OBJECTIVE
Display each line of the rows below that contains the word "water", copied unchanged.

---------- DATA ROWS

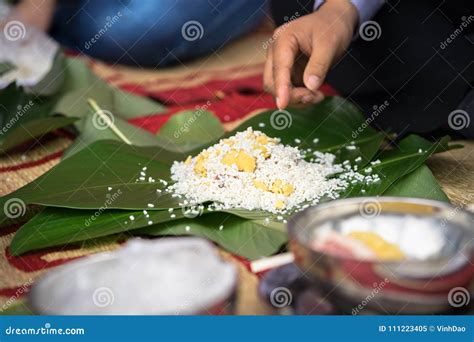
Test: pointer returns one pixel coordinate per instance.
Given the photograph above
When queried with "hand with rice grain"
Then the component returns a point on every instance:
(303, 50)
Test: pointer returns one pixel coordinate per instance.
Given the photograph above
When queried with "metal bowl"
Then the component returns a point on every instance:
(435, 284)
(52, 293)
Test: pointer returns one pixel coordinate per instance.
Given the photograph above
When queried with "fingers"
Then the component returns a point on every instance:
(284, 53)
(322, 55)
(299, 96)
(268, 72)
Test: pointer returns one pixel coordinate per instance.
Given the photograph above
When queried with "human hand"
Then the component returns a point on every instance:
(304, 49)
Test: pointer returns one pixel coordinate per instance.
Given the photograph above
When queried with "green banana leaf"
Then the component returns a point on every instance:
(189, 130)
(92, 178)
(24, 117)
(77, 84)
(419, 184)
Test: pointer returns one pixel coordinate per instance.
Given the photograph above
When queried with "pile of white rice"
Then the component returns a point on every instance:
(253, 171)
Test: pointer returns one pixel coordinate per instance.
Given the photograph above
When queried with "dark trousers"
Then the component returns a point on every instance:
(421, 64)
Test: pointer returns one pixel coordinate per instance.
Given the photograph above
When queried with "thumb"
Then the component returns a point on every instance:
(318, 65)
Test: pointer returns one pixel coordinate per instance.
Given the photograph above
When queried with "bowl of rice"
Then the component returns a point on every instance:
(388, 255)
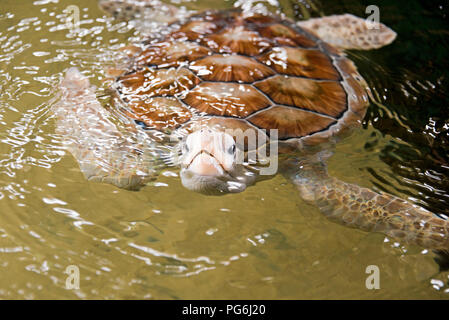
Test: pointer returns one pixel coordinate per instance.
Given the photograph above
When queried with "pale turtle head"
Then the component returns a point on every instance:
(210, 163)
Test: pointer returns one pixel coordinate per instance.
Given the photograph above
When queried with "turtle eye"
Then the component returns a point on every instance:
(231, 149)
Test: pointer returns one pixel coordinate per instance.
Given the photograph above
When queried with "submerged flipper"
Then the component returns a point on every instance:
(103, 153)
(362, 208)
(350, 32)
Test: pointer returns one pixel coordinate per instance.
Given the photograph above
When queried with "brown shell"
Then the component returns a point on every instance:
(244, 71)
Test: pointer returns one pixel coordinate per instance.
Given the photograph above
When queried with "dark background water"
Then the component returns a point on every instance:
(409, 79)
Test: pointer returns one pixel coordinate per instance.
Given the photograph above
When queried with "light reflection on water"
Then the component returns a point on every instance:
(166, 242)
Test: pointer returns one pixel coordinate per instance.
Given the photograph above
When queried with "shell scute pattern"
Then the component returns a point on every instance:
(260, 69)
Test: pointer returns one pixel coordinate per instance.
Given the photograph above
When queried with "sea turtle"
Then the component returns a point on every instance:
(216, 80)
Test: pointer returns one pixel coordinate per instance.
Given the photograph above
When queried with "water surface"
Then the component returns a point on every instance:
(165, 242)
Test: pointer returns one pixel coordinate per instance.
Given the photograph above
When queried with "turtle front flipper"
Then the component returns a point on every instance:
(362, 208)
(350, 32)
(103, 153)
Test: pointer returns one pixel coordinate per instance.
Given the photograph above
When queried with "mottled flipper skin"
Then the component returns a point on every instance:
(103, 153)
(362, 208)
(350, 32)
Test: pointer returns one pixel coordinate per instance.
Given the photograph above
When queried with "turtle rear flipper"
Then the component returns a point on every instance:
(358, 207)
(350, 32)
(103, 153)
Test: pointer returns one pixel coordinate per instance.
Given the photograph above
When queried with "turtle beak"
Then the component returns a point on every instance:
(204, 164)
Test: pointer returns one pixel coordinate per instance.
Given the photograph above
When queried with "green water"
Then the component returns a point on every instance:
(165, 242)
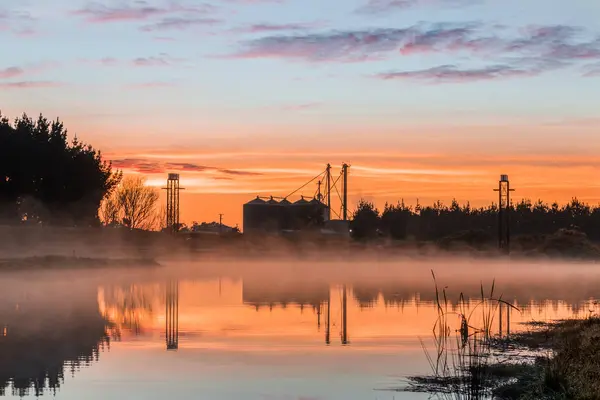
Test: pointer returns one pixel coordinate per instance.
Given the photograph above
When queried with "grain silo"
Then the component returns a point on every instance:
(254, 214)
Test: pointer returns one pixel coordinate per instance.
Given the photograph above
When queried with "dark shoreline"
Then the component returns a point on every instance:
(57, 262)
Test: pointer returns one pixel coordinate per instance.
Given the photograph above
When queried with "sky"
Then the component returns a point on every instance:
(425, 99)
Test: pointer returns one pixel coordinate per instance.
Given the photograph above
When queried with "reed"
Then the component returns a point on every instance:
(462, 363)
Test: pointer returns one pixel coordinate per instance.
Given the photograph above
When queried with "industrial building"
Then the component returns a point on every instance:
(270, 216)
(278, 215)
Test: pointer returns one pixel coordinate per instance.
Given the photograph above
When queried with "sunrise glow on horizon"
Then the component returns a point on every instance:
(425, 99)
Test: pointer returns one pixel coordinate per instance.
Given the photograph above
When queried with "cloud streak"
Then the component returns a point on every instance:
(138, 11)
(146, 166)
(179, 23)
(453, 74)
(29, 85)
(11, 72)
(532, 50)
(387, 6)
(267, 27)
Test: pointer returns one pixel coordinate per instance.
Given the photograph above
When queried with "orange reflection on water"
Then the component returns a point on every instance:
(230, 314)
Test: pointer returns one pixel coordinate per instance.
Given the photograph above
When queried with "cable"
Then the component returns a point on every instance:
(306, 184)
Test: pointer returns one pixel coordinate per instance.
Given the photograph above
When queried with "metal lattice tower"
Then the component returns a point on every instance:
(173, 202)
(345, 188)
(172, 316)
(504, 213)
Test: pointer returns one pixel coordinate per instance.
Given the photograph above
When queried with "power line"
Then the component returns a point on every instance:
(306, 184)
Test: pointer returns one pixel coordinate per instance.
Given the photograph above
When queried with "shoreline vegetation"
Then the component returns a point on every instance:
(70, 262)
(555, 360)
(124, 243)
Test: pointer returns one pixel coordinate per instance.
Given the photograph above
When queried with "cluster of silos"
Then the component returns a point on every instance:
(275, 216)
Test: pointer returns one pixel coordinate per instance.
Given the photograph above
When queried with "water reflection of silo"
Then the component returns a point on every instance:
(172, 315)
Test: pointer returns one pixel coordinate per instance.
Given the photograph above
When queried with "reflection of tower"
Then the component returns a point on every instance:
(345, 191)
(328, 329)
(173, 202)
(503, 213)
(172, 316)
(344, 316)
(501, 319)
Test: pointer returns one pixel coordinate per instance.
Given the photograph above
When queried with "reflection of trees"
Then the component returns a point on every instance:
(572, 290)
(41, 336)
(128, 307)
(258, 294)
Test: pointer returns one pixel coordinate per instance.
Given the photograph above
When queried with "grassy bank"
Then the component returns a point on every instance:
(550, 361)
(66, 262)
(568, 366)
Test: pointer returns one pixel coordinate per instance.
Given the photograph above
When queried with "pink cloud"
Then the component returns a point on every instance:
(11, 72)
(266, 27)
(179, 23)
(151, 85)
(452, 74)
(30, 85)
(300, 107)
(162, 60)
(139, 11)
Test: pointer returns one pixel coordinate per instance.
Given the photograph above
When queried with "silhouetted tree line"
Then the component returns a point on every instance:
(433, 222)
(46, 179)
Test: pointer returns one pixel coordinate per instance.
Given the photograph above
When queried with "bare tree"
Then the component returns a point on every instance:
(132, 204)
(110, 211)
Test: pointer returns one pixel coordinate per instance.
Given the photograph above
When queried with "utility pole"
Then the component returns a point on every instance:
(319, 197)
(345, 183)
(329, 190)
(503, 213)
(344, 317)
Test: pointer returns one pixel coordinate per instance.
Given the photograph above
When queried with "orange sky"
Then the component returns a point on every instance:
(221, 181)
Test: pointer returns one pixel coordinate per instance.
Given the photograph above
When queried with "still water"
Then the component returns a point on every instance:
(244, 331)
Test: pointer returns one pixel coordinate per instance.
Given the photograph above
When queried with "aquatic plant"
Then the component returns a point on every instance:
(463, 365)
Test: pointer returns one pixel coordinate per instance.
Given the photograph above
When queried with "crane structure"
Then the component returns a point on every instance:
(173, 188)
(504, 213)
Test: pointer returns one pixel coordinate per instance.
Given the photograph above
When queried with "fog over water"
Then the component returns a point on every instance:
(255, 329)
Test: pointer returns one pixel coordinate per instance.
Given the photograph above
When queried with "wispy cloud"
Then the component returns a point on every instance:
(270, 27)
(29, 85)
(528, 51)
(150, 61)
(150, 85)
(340, 46)
(453, 74)
(301, 107)
(386, 6)
(156, 167)
(159, 60)
(138, 11)
(11, 72)
(592, 70)
(250, 2)
(179, 23)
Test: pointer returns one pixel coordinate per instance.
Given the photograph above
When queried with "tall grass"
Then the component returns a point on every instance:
(461, 363)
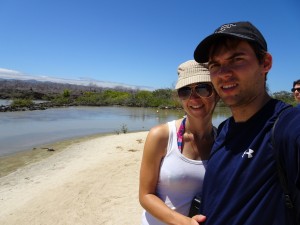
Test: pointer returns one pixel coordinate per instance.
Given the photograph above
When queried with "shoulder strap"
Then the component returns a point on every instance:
(281, 171)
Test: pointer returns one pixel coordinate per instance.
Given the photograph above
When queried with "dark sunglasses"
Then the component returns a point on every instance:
(294, 89)
(203, 90)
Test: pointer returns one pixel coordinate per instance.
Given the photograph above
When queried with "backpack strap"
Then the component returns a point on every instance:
(281, 171)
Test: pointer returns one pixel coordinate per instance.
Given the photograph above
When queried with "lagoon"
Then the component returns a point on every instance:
(25, 130)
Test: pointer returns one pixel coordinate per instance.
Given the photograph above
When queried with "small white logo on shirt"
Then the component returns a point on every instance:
(248, 153)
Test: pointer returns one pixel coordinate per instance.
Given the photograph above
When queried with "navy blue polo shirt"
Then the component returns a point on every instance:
(241, 184)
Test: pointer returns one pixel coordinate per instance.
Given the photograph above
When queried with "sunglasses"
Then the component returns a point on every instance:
(294, 89)
(203, 90)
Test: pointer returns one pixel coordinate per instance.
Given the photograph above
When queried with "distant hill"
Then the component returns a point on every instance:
(13, 88)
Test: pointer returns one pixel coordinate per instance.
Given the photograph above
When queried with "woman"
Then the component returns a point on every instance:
(175, 153)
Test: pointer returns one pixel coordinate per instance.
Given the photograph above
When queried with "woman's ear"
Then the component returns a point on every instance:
(267, 64)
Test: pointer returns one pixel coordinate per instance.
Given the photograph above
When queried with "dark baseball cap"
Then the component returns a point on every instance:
(241, 30)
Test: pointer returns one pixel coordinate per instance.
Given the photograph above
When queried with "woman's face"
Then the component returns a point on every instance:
(198, 99)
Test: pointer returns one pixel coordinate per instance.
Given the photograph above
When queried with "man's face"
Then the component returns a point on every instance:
(237, 75)
(297, 93)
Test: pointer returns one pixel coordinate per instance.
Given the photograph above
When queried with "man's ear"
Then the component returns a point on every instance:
(267, 64)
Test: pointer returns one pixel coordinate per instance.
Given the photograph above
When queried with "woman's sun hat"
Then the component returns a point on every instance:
(191, 72)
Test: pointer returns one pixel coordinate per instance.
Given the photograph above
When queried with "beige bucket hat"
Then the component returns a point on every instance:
(191, 72)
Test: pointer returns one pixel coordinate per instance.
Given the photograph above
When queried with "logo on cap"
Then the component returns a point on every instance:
(225, 27)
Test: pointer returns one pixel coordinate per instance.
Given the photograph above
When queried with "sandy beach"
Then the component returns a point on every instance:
(94, 181)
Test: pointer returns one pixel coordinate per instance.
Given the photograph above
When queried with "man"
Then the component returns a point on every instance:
(296, 91)
(241, 184)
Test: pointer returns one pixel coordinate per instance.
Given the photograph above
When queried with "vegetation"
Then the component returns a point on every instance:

--------------------

EXPECTED ANSWER
When queried with "dark background water"
When queried with "light reflection on water"
When queried with "water surface"
When queried with "green water"
When queried with "orange reflection on water"
When queried with "water reflection of silo"
When queried with "still water"
When queried with "fog over water"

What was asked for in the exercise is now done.